TASK REQUIREMENTS: Revise the records below by replacing every "gargoyle" with "grotesque" and changing nothing else. Leave the pictures out of your answer.

SOURCE DATA:
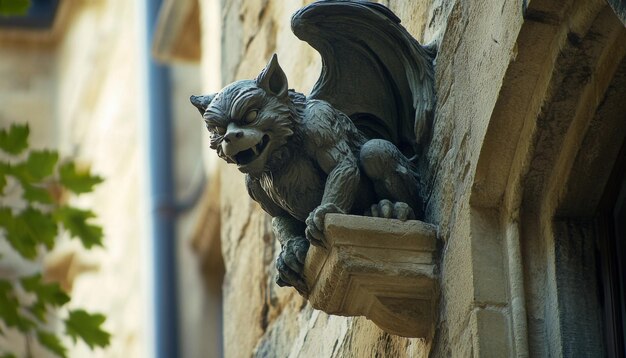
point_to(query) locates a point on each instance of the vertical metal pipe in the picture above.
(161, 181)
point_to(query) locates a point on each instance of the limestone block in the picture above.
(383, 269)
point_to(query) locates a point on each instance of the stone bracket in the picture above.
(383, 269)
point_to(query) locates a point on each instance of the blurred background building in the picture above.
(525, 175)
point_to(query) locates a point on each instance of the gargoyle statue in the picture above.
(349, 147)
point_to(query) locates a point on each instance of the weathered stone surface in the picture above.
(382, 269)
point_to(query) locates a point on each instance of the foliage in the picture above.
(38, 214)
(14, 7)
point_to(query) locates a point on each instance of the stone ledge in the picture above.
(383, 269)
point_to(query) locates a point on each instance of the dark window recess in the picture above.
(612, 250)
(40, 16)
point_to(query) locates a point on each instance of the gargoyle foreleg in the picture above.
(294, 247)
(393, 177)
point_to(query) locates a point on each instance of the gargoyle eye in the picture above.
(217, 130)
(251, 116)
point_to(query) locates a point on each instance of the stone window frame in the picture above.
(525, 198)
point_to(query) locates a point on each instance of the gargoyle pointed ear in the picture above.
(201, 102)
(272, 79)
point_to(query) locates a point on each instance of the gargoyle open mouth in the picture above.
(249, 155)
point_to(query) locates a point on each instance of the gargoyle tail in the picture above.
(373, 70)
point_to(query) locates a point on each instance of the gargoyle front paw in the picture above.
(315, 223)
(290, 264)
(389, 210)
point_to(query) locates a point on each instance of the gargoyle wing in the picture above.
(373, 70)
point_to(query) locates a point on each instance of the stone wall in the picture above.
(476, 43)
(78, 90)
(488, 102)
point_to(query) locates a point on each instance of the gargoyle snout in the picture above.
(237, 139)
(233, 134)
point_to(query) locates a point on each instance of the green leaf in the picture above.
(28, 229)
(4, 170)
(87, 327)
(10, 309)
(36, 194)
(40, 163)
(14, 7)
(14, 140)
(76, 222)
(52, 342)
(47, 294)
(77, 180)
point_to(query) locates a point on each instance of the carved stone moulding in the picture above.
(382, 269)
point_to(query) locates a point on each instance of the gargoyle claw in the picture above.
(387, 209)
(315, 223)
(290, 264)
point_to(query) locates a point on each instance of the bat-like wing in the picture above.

TASK SOLUTION:
point_to(query) locates a point on each instance of the vertical metal pipe in the picture above.
(161, 181)
point_to(query) locates a point on each instance of the limestone block in the picture above.
(383, 269)
point_to(query) locates a point on each instance of the stone bracket in the picture above.
(383, 269)
point_to(query) locates a point on each instance of the blurred background building in the picture above.
(525, 175)
point_to(query) locates a point on each instance of the grotesque statue in the picture above.
(349, 147)
point_to(query) locates a point on each instance of the weathered stone surface in the picture above.
(382, 269)
point_to(query) locates a point on each instance of the foliage in the picture above.
(38, 214)
(14, 7)
point_to(query) locates a point on each instance of the stone ledge in the picture above.
(383, 269)
point_to(query) locates a point on each instance of the dark window recess in the picture above.
(612, 250)
(40, 16)
point_to(query) locates a point on each instance of the grotesque foreleg in the picture above.
(294, 247)
(393, 177)
point_to(query) locates a point on each instance of the grotesque eye in the picture above.
(217, 130)
(251, 116)
point_to(query) locates a point on each instance of the stone window frame in the picture above.
(525, 198)
point_to(query) locates a point on each instance of the grotesque pointed ear in the picture above.
(201, 102)
(272, 79)
point_to(query) locates a point on each instance of the grotesque open mouth in the picture above.
(249, 155)
point_to(query) locates a point on each instance of the grotesque tail in the picture above.
(373, 70)
point_to(query) locates a point on each instance of the grotesque front paw in the picture above.
(315, 223)
(290, 264)
(389, 210)
point_to(query) locates a point on each instance of the grotesque wing in the picture above.
(373, 70)
point_to(query) locates a point on each instance of the stone wall in the picture above.
(476, 43)
(78, 90)
(488, 102)
point_to(query) locates a point on each instance of the grotesque snout in the picture above.
(237, 139)
(233, 134)
point_to(query) locates a point on each instance of the green leaf in the picture above.
(28, 229)
(4, 170)
(87, 327)
(10, 309)
(36, 194)
(40, 163)
(14, 7)
(14, 140)
(76, 222)
(52, 342)
(47, 294)
(77, 180)
point_to(query) locates a point on each instance of the carved stone moulding in the picture above.
(382, 269)
point_to(query) locates a point on each instance of the grotesque claw in the picture above.
(387, 209)
(315, 223)
(290, 264)
point_to(query) locates a point on each instance of the bat-like wing in the picture above.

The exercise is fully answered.